**EXTRACTED TEXT:**

----

All Brian Cashman did this offseason (aside from berate the Yankees’ best player in A-Rod) is tell us how good of a defensive shortshop Didi Gregorius is. And so far, Gregorius has yet to make a play that Derek Jeter wouldn’t have made at 40 and hasn’t done anything with his glove to justify his embarrassing offensive start.

If the Yankees hadn’t decided that it would be a good idea to play second baseman Jose Pirela in center field in a spring training game, in which he got a concussion, then he would be on the Yankees right now and not Gregorio Petit. But playing a future everyday player for your team out of position makes a lot of sense, especially when Reggie Jackson called that player the best hitter in the organization. In 2013, Travis Ishikawa played one game for the Yankees and had two at-bats: a four-pitch strikeout and a three-pitch strikeout. The following year, he won the World Series with the Giants as their starting left fielder. I fully expect Petit to win the World Series somewhere next year.

I’m not sure why Brett Gardner can’t steal bases and I’m not sure how he got picked off by a right-handed knuckleball pitcher or why he was unable to steal against a knuckeball pitcher two different times. I’m also not sure why Jacoby Ellsbury was unable to steal against a knuckleball pitcher.

I don’t get the Yankees’ infatuation with Esmil Rogers. He’s 29 (will be 30 this season) and entered the game with a 5.52 career ERA. Who cares that he throws hard? You know who else throws hard? Nearly every pitcher in the majors and the minors. Find someone else to do his job because he can’t do it.

SATURDAY
This time it was one hit through seven innings for the Yankees. One hit against Joe Kelly. Cone said the Yankees “could tip their hat” to Kelly, which was an awful cop-out for a team that is full of excuses and doesn’t need any more opportunities to give them.

----

**INFORMATION GIVEN:**
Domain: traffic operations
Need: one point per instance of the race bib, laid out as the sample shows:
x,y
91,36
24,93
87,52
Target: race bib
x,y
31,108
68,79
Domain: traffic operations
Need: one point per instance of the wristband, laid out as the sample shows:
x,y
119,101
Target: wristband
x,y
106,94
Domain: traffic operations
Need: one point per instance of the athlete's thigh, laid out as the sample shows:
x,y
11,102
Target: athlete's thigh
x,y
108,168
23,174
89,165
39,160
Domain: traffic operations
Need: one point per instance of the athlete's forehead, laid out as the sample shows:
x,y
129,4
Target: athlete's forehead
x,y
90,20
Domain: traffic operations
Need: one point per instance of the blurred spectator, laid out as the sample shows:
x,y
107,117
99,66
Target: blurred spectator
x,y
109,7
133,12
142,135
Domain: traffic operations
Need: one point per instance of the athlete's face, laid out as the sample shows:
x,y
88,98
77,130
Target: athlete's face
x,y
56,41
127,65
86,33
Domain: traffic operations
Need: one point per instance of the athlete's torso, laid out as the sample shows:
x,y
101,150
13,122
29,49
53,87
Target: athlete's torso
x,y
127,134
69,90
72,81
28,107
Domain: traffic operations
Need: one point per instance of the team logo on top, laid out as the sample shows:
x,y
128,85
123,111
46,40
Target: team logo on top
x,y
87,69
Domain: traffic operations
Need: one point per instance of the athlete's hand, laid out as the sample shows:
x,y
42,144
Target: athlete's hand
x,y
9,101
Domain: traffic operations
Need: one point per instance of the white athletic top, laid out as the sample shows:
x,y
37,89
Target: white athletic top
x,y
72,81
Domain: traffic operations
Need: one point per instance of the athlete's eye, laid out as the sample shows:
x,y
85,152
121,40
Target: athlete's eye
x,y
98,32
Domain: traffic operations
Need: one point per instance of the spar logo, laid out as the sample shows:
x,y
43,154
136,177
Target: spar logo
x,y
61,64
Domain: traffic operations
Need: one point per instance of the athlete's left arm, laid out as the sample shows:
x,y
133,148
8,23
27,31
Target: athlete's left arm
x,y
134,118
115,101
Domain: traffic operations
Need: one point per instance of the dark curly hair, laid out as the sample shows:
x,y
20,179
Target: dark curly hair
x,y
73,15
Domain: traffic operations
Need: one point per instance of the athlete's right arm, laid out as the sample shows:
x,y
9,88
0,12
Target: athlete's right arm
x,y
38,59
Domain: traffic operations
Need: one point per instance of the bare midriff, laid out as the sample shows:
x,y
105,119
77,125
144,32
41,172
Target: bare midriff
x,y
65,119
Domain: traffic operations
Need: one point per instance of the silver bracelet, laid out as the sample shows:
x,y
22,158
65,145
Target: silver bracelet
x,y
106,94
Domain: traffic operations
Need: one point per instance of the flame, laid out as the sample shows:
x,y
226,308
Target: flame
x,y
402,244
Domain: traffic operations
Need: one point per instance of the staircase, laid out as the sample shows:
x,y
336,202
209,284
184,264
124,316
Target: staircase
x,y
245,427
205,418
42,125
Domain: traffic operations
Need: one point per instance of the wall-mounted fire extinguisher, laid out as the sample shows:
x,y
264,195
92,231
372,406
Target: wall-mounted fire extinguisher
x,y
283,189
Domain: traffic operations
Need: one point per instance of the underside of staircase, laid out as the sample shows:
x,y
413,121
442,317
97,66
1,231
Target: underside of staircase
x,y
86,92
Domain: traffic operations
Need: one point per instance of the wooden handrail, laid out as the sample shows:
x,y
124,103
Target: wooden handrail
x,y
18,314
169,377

----

**ACTIVITY 1:**
Answer these questions from the Yankees column, one line each:
(a) What career ERA did Esmil Rogers have going into the game?
(b) Which team did Travis Ishikawa win the World Series with?
(c) Which pitcher held the Yankees to one hit through seven innings on Saturday?
**ACTIVITY 2:** Continue the Yankees column, starting after its final sentence.

**REPLY 1:**
(a) 5.52
(b) The Giants
(c) Joe Kelly

**REPLY 2:**
A three-error game for the Yankees to keep their games-with-an-error streak alive at five straight to open the season and bring the season total to 8. Brian Cashman told Mike Francesa on Friday that Rob Refsnyder could play in the majors right now, but that his defense isn’t there yet. If Refsnyder can give this team any additional offense, who cares about his defense? The rest of the team’s defense isn’t good, so why are we worried about the defense of someone who can actually hit?

Brock Holt getting credited with a three-run double that Garrett Jones dropped is an atrocity. Between Brett Gardner falling down in the second inning in left field and Jones not being able to catch a fly ball as a major leaguer is the 2015 Yankees. Forget “Our history. Your tradition.” or “Pride. Power. Pinstripes.” or whatever ridiculous slogan the Yankees try to sell. Let’s go with “Strikeouts. Errors. Pickoffs. Left on base.” for 2015.

SUNDAY
A must-win game in the sixth game of the season. The Yankees couldn’t afford to fall to 1-5 and head to Baltimore where they could easily lose another series or possibly be swept and be starting at a 2-7 or 1-8 record with trips to Tampa Bay and Detroit still go.

When I saw the lineup posted with A-Rod hitting sixth behind Carlos Beltran, Mark Teixeira and Brian McCann I almost threw up. How is the best hitter on the team, entering the game 5-for-18, hitting behind three hitters who have gone 2-for-20, 3-for-16 and 3-for-13?

A-Rod proved once again he is the best hitter on the team and should be the No. 3 hitter with a three-run double in the first inning to break the game open. But Joe Girardi should keep hitting him sixth because that makes a lot of sense.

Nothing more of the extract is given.